- WRITTEN REQUEST -
Return the material word for word. Do not include pictures.

[Pointing dataset excerpts]
= = =

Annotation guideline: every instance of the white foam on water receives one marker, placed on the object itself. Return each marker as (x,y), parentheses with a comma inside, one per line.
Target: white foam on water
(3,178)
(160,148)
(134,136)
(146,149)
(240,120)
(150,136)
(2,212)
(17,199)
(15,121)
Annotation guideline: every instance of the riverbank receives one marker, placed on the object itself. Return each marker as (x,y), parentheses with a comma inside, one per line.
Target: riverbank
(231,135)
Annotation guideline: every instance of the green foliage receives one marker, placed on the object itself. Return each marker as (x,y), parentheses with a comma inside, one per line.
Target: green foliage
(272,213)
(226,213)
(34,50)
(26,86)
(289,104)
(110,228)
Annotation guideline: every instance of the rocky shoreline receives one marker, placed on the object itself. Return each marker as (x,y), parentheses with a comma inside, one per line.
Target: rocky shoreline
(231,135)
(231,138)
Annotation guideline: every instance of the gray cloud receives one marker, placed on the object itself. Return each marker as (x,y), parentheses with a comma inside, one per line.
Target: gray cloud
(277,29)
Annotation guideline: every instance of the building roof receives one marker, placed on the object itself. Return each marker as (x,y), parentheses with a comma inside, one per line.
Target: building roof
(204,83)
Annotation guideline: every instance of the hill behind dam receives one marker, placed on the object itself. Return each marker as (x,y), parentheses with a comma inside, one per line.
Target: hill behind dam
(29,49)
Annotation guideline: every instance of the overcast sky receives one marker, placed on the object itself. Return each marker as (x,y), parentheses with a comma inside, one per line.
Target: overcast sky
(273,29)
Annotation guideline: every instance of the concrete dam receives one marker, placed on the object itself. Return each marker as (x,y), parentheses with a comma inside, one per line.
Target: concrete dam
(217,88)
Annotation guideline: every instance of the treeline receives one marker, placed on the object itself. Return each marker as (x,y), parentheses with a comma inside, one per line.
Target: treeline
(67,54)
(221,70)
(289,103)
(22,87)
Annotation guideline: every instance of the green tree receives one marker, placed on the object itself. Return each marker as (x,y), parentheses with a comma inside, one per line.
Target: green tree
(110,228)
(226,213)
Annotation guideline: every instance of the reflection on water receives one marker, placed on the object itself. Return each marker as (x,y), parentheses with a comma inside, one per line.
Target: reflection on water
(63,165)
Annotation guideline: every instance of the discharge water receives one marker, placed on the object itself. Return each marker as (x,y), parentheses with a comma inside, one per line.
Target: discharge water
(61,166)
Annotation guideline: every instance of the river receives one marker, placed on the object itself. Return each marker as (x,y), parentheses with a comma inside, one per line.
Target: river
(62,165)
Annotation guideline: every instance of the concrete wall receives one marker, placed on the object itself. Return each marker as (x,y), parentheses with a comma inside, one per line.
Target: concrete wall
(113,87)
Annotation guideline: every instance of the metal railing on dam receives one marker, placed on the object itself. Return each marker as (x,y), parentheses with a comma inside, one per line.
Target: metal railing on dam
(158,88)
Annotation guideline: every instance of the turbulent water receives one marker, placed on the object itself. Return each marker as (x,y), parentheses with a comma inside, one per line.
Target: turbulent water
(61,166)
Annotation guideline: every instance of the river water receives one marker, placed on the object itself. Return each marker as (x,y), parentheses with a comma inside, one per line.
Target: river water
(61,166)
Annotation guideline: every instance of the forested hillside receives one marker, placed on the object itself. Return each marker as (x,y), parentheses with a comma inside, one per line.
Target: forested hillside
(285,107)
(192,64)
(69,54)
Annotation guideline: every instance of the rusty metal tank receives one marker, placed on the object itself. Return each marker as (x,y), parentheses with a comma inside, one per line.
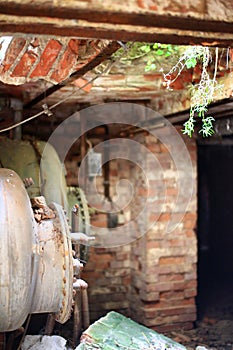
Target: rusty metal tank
(17,237)
(36,267)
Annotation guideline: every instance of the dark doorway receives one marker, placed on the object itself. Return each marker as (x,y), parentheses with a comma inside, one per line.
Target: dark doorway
(215,228)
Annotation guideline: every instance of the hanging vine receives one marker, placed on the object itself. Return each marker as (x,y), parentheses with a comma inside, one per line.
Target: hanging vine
(202,94)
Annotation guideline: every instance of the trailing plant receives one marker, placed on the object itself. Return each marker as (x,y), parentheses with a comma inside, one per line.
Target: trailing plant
(152,52)
(202,93)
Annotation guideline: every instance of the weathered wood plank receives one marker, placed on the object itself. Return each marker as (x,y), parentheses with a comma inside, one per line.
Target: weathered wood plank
(180,21)
(83,29)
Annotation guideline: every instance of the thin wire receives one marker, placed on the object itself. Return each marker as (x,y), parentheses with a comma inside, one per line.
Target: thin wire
(107,68)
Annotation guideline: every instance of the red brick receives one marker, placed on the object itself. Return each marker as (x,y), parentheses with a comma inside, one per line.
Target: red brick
(47,59)
(171,260)
(171,277)
(25,64)
(74,45)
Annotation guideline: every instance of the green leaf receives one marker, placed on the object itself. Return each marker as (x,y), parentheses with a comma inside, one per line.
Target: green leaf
(145,48)
(159,52)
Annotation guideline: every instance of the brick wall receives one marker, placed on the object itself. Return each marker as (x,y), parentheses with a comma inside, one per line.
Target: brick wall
(153,280)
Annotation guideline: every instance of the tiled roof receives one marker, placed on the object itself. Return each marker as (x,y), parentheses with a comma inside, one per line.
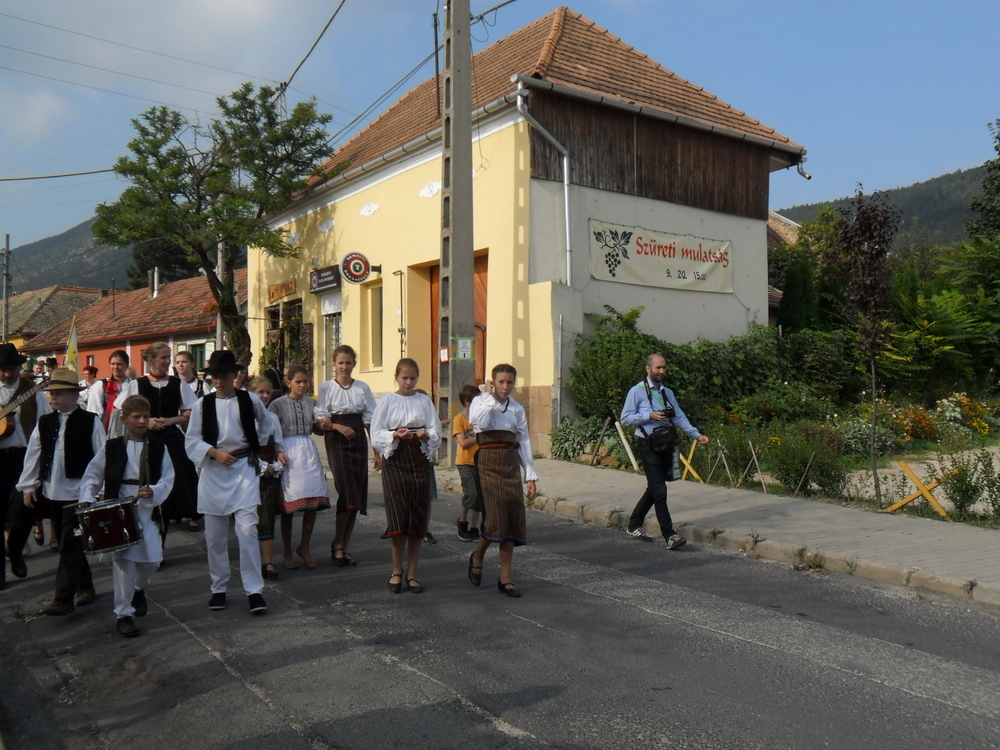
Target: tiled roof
(35,311)
(178,306)
(562,48)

= = =

- TASK OUTPUT -
Annotation guideline: every instance of the white foam on water receives one marker, placed on the object itself. Return each marker as (x,y), parentheses with a comma inside, one per line.
Target: white foam on water
(3,178)
(160,148)
(134,136)
(146,149)
(240,120)
(150,136)
(2,212)
(17,199)
(15,121)
Annotation guideline: every instance of the riverbank receives one marker, placed on the object itself. Return each marker as (x,y), parentheses with a comma inside, one per line.
Target: riverbank
(231,135)
Annotation guideline: every instance of the green foliage receives one marker, placed on the object itself. Return each marker as (x,y), parentheses with a comma inside, one per line.
Target: green foliage
(272,213)
(226,213)
(34,50)
(26,86)
(289,104)
(110,228)
Annotation guideline: every instance of the rocky shoreline receives one marker, placed on the object itself. Return each marker as (x,y), parentheses with a comma inside, one per line.
Target: rocky shoreline
(231,135)
(231,138)
Annotation guideline: every instance of the gray cloud receives one marker, placed on the object itself. Return each marker as (x,y), parentheses with a comma inside, one per line.
Target: gray cloud
(277,29)
Annotation guideline: every instance of the building roof receives one marker, placed on the object itself. Return each marker as (x,y), parentheses with a comma inside, one per line.
Target: building roof
(204,83)
Annotation guideline: every instance of the hill behind dam receives one marker, placed on the object itself. Return each marker as (x,y), parentheses with a comma inside, one per line.
Target: hill behind dam
(29,49)
Annotation guideline: every instance of the overcast sky receives one marker, placed on the object itself. Return each marker as (x,y), parentheses with a comma inside, one per line.
Target: overcast sky
(273,29)
Annotation guideline: every instance of the concrete dam receives one marker, placed on the object itself. Return each marker as (x,y), parentheses with a comma inside, one per line.
Target: concrete dam
(217,88)
Annotation guideline: every instance of the treeline receives one marker, placed on the object itself. Return each marker as (x,y), parentheses with a comma inside, one per line.
Target: treeline
(67,54)
(221,70)
(289,103)
(22,87)
Annotation guideline: every instance of the green tree receives one marker, placed on the object itself. Return each marker as (x,y), parentheses with a comma inside, one per line.
Target: green tree
(110,228)
(226,213)
Annotation guideline: every instance of the reflection on water receives one marker, placed on the object itself. Return each marker as (x,y), parentheses with a comma inside, one per line.
Target: reflection on water
(63,165)
Annotation guideline: every instance of the discharge water receives one marker, placed on the object itself. Return each marker as (x,y), parentheses with a comma inside, one per line.
Target: discharge water
(61,166)
Annotation guideline: every instance of the river receives one marker, placed on the object itself. Return each marker as (x,y), parentheses with a comma inside, one per line.
Target: river
(62,165)
Annotation guideline: every instance of the concrete wall receives one marker, placed on the object itself. Return each marker as (x,y), parentheses with a comma inside, one per line.
Target: concrete wall
(113,87)
Annotation guideline: every instance of the metal railing on dam receives one marker, placed on the object itself. Return each marker as (x,y), parentheses with a comma inside, one per line.
Target: metal railing on dam
(158,88)
Annotation guideline: every instance of the turbulent water receives one marker, placed on the object itself. Return each marker as (x,y), parentheses with a comma inside, one per line.
Target: turbulent water
(61,166)
Annotation guideline: every instance of the river water receives one marker, placed on the object itself. Return each marker as (x,y), parentheses with a comma inside, one per line.
Target: river water
(61,166)
Annotation guideline: every instance of the forested hillside receives one marker, placed on the object itself. Return each marker as (x,y), parentheses with a comma inside, one per line.
Target: forested hillside
(285,107)
(192,64)
(69,54)
Annotation guideline: every instance of the rusty metal tank receives one marker, placed on the object itself. Return each marker as (x,y), parentheses with a comma inside, one per line.
Target: rusty metal tank
(17,237)
(36,267)
Annotation guideline: every instance of the dark doorway receives one marker, placed on the object itself. Return each marker as (x,y), parentheses with a comma inside, one per line.
Target: dark doorway
(215,228)
Annotation guideline: every instance of the hanging vine receives one marker, placed on the object itself. Return each marker as (x,y), parentheses with a comma inside, one per line.
Target: hanging vine
(202,94)
Annotation guideline: every instance of the trailing plant receives one marker, placed on the object itself. Return each marker as (x,y), parentheses with a comma inside, one per line.
Target: trailing plant
(152,52)
(202,93)
Annotation guideline: every instance of the weathered wood plank receives one marker, placed on the object itself. Return each marker as (x,y), parentheses with a comma inside, one per line.
Target: weathered wood plank
(180,21)
(83,29)
Annotation guideline: every instance of the thin wire receives one marker, placed on the object itself. Return each marker as (x,y), parentheses with a comma inside, one per line.
Target: thin wire
(107,68)
Annotation guideline: every instance of the red brick receives one marker, placed on the object itself. Return each marker as (x,y), parentheses with a comma inside, one per line.
Target: red brick
(47,59)
(171,260)
(171,277)
(25,64)
(74,45)
Annotation guideline: every instance of the green leaf receives one marker, placed on the object itself. Return each marker as (x,y), parentheses with a comma inside, one per line.
Target: green leaf
(145,48)
(159,52)
Annotation guideline: every instance of the brick wall receives one marker, placed on the object itself. Return each marker as (x,y), parentheses with a comma inside, one per line.
Target: brick wall
(153,280)
Annotation guideline: every instance of the tiled roof receives one marker, placed on the object itself. Return each marker as (x,y), parentheses with a comma inside, one per line.
Target: tiled roof
(35,311)
(178,306)
(562,48)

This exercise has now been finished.